Output every record word for word.

Extracted entries below:

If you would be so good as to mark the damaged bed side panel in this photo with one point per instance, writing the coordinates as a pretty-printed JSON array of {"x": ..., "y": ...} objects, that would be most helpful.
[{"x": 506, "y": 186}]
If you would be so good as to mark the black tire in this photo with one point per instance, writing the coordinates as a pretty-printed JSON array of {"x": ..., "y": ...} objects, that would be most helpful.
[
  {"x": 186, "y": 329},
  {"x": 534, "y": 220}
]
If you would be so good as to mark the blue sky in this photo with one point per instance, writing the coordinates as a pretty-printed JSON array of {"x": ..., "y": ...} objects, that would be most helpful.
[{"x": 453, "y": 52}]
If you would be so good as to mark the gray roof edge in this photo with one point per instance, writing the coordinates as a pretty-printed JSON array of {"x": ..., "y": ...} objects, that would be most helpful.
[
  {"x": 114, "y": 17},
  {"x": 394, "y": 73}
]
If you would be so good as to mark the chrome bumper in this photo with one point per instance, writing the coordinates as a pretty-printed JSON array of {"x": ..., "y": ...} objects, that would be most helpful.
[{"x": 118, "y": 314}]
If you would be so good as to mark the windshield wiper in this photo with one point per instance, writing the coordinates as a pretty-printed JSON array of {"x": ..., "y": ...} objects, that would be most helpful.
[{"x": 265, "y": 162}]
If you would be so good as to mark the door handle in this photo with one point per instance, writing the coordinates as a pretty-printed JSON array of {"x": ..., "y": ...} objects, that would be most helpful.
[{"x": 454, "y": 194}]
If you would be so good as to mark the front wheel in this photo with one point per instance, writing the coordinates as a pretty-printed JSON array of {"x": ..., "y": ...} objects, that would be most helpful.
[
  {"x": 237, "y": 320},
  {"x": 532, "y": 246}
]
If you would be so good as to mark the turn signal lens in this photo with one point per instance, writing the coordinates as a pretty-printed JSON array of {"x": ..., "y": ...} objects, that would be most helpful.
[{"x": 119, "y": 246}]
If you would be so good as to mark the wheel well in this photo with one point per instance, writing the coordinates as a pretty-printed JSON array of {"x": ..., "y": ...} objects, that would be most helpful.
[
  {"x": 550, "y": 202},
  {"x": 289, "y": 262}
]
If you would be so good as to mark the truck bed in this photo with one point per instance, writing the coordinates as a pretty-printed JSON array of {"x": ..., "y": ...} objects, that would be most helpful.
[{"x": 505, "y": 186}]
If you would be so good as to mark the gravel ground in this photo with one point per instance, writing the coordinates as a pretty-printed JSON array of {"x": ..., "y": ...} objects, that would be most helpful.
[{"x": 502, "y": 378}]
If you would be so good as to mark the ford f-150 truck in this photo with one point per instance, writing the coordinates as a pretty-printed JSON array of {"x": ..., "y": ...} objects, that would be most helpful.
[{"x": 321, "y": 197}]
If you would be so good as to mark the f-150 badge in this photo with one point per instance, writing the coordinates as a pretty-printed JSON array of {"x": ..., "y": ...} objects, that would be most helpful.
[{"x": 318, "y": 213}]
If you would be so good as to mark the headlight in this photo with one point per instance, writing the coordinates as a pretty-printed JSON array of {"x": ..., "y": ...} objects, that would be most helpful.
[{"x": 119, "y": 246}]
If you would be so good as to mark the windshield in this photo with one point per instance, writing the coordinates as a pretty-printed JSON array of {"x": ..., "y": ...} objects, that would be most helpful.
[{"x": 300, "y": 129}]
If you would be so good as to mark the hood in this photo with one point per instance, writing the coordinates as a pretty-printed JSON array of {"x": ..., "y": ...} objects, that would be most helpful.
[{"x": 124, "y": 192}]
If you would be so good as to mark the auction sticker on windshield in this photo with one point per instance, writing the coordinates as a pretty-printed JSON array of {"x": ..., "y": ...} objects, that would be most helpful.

End of Extracted entries.

__Result__.
If you would be so good as to mark the damaged bed side panel in this photo with one point per instance, writing the coordinates as a pretty-printed JSON array of {"x": ..., "y": ...} objects, that would be most helpful.
[{"x": 506, "y": 186}]
If you would be so good as to mark the black tire in this photo with one point per instance, writing the coordinates as a pretty-printed JSON array of {"x": ..., "y": ...} objects, that would be most helpful.
[
  {"x": 186, "y": 329},
  {"x": 534, "y": 220}
]
If you would be so good as to mark the blue sky in this photo with one point per instance, writing the coordinates as a pretty-printed JSON array of {"x": ..., "y": ...} objects, that would be most helpful.
[{"x": 453, "y": 52}]
If you would be so good as to mark the gray roof edge in this photo with one point per instance, writing the coordinates as a pretty-printed JSON array of {"x": ..., "y": ...} objects, that would be most helpful.
[
  {"x": 114, "y": 17},
  {"x": 394, "y": 73}
]
If you would be so good as to mark the chrome bumper in this photo with one point per instance, writing the coordinates as a pretty-printed JSON array of {"x": ..., "y": ...} objects, that would be most helpful.
[{"x": 118, "y": 314}]
If you would be so good as to mark the windshield wiper in this photo with one point per instance, writing the coordinates as a pretty-printed JSON array of {"x": ..., "y": ...} objects, that would be most helpful.
[{"x": 265, "y": 162}]
If you would be so good as to mark the door handle in this photo with one point per instance, writing the coordinates as a pretty-printed JSON array of {"x": ..., "y": ...} objects, that would be most helpful.
[{"x": 454, "y": 194}]
If you would be so good as to mark the front wheel in this photo with one point per instance, writing the coordinates as a pretty-printed JSON array of {"x": ..., "y": ...} objects, that would be most helpful.
[
  {"x": 237, "y": 320},
  {"x": 532, "y": 246}
]
If you would be so good as to mark the turn signal lens in this photo with one point per instance, writing the coordinates as a pretty-printed JSON array of {"x": ..., "y": ...} objects, that would be most helpful.
[{"x": 119, "y": 246}]
If you would be so good as to mark the wheel well in this photo with one point per instance, writing the coordinates as a pretty-printed JSON array of {"x": ..., "y": ...} objects, that would be most helpful.
[
  {"x": 550, "y": 202},
  {"x": 289, "y": 262}
]
If you would be so good as to mark the truck bed in this photo with one point per instance, writing the coordinates as a pretty-printed JSON array of {"x": ..., "y": ...} objects, that would be most helpful.
[{"x": 505, "y": 186}]
If you would be so good as to mark the gravel ground in this photo with one point per instance, writing the coordinates as a pretty-printed JSON array of {"x": ..., "y": ...} objects, that would be most helpful.
[{"x": 502, "y": 378}]
If you would be so good as to mark the ford f-150 truck in this photo with one point per instance, writing the coordinates as a pretty-printed JSON array of {"x": ..., "y": ...} objects, that would be most helpful.
[{"x": 321, "y": 197}]
If you would be so good as to mark the f-150 badge in this photo with one point per instance, writing the coordinates as a pretty-printed JSON array of {"x": ..., "y": ...} objects, that would be most helpful.
[{"x": 318, "y": 213}]
If you would be so good as to mark the headlight in this photo with one point per instance, writing the coordinates as a pretty-printed JSON array of {"x": ..., "y": ...} objects, that would be most helpful.
[{"x": 119, "y": 246}]
If you would be so good as to mark the windshield in this photo with one point per instance, writing the coordinates as a pretty-printed JSON array of {"x": ..., "y": ...} objects, that would be most helpful.
[{"x": 300, "y": 129}]
If you would be so good as to mark the hood in this photo with one point per instance, writing the coordinates as a pretty-printed JSON array of {"x": ..., "y": ...} objects, that would be most helpful.
[{"x": 124, "y": 192}]
If you would be so good as to mark the auction sticker on windshield in this photo with one point per instance, writing the coordinates as a pretty-printed JSON array of {"x": ..., "y": ...} objects, that would be most helpful.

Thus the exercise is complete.